=== Extrait du document ===
::::::::

Un médecin a été réquisitionné pour cette opération. « C’est la seule bonne personne » présente précise Giorgi. Devant l’état agité du fils, il tente de joindre le psychiatre qui le suit, car la PAF a refusé de transmettre le certificat médical remis au domicile. Le psy confirme que la pathologie est incompatible avec une expulsion. Le médecin demande alors aux policiers de conduire Giorgi à l’hôpital et cette fois-ci ils obtempèrent. Pendant ce temps son épouse est toujours enfermée dans une pièce avec son fils sous la surveillance de 3 policiers qui tentent de le calmer. Elle entend les cris de ses compatriotes dans les pièces voisines et le bruit du ruban adhésif pour attacher les plus résistants qui seront montés dans l’avion, attachés, bâillonnés et portés comme de vulgaires colis indésirables. La mère de famille et son fils seront libérés trente minutes après le départ de Giorgi à l’hôpital, où il sera opéré le lendemain.

::::::::

=== Exercices ===
1: Dans le récit de l'expulsion, combien de temps après le départ de Giorgi à l'hôpital la mère et son fils sont-ils libérés ?
2: Rédigez la suite du récit de l'expulsion, à partir de sa dernière phrase.

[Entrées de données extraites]
::::::::

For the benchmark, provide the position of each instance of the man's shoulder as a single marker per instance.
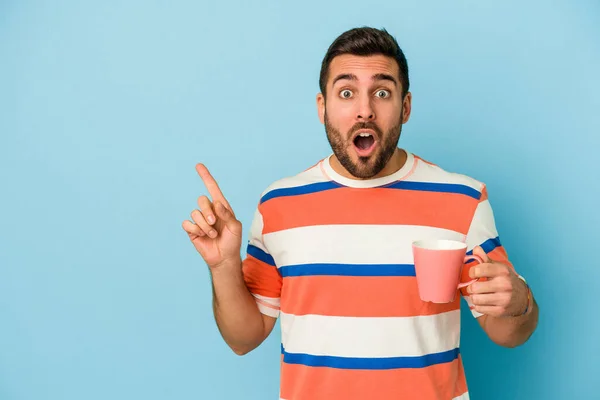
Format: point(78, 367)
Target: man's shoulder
point(427, 171)
point(312, 175)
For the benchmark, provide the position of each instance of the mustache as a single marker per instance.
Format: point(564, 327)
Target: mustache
point(365, 125)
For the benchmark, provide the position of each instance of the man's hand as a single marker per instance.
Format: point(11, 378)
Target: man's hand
point(214, 232)
point(503, 294)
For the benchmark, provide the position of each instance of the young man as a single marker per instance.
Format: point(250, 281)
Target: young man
point(326, 245)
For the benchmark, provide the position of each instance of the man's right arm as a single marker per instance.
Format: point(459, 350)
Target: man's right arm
point(238, 318)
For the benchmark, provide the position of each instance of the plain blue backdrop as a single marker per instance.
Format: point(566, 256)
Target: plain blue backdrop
point(105, 107)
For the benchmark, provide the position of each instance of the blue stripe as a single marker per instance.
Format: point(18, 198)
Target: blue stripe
point(370, 363)
point(348, 270)
point(489, 245)
point(261, 255)
point(298, 190)
point(437, 187)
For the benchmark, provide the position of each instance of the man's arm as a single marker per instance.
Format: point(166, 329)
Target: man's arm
point(510, 313)
point(238, 318)
point(510, 331)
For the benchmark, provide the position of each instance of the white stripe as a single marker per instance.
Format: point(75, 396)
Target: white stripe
point(351, 244)
point(311, 175)
point(271, 312)
point(482, 227)
point(464, 396)
point(370, 336)
point(255, 234)
point(270, 300)
point(430, 173)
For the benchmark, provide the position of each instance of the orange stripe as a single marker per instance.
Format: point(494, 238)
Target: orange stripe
point(352, 296)
point(261, 278)
point(441, 381)
point(369, 206)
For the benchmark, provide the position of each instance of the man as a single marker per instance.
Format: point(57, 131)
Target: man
point(323, 245)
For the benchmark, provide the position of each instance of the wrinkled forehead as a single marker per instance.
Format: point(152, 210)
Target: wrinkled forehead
point(363, 67)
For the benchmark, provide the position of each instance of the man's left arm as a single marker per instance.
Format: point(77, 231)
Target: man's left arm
point(510, 312)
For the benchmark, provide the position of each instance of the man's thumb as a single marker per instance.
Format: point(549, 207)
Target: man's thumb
point(478, 251)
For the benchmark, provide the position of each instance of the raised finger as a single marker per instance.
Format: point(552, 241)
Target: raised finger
point(211, 184)
point(487, 270)
point(199, 220)
point(207, 209)
point(489, 286)
point(488, 299)
point(192, 228)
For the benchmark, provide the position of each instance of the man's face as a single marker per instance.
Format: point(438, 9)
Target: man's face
point(363, 112)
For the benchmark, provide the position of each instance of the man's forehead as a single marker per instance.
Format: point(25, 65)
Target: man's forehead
point(363, 66)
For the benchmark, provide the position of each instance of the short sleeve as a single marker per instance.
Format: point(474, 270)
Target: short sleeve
point(483, 232)
point(260, 271)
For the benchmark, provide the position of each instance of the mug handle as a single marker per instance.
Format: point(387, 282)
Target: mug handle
point(467, 258)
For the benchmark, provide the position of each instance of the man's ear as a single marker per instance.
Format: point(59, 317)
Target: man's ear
point(321, 107)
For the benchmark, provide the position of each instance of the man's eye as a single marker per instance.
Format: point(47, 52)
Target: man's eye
point(346, 94)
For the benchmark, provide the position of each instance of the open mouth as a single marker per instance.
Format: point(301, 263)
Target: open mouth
point(364, 142)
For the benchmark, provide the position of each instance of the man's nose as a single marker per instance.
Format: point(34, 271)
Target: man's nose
point(365, 111)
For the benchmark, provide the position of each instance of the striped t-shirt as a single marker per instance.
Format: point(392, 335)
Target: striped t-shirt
point(332, 258)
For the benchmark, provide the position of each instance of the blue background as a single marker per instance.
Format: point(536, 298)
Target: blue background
point(105, 107)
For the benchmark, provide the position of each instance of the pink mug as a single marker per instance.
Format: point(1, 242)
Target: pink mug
point(438, 266)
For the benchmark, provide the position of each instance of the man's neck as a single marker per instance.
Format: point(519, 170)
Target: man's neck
point(394, 164)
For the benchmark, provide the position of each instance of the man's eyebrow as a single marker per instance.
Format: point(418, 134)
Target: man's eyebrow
point(385, 77)
point(350, 77)
point(376, 77)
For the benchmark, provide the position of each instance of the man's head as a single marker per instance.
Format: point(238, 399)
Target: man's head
point(364, 99)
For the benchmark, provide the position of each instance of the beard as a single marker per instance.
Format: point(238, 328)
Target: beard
point(364, 167)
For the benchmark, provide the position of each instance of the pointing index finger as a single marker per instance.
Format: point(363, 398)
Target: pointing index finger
point(211, 184)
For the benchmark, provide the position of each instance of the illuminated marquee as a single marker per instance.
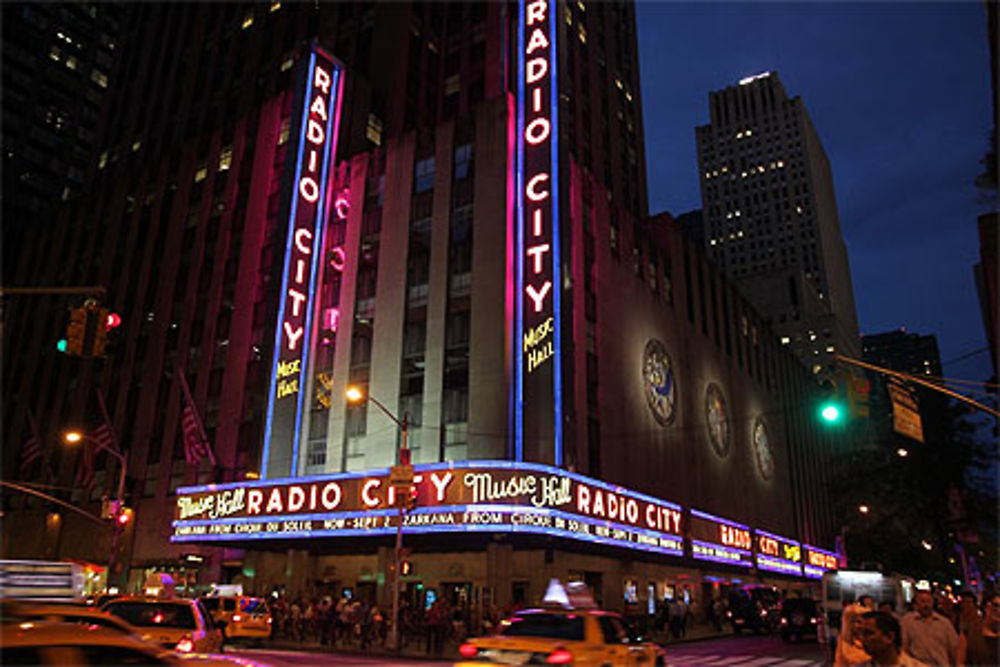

::::::::

=== Vos réponses ===
1: Trente minutes après le départ de Giorgi à l'hôpital.

2:
Leurs 3 corps portent encore les ecchymoses des violences policières attestées par deux certificats médicaux. Ces traces disparaîtront plus rapidement que les conséquences posttraumatiques de cette tentative d’expulsion, notamment sur le fils qui ne veut plus retourner dans leur appartement et qui est très perturbé depuis l’interpellation.

« Pourquoi sommes-nous traités comme des terroristes ? » ne cesse de répéter la mère de famille.

 

Et si l’on essayait de comprendre pourquoi ils sont en France : retour sur le parcours de la famille G.

Opposant politique, Giorgi a fui la Géorgie en 2OO5 en laissant derrière lui sa femme et son fils lourdement handicapé. Il espérait obtenir rapidement une protection en Europe afin que sa famille puisse le rejoindre en toute sécurité.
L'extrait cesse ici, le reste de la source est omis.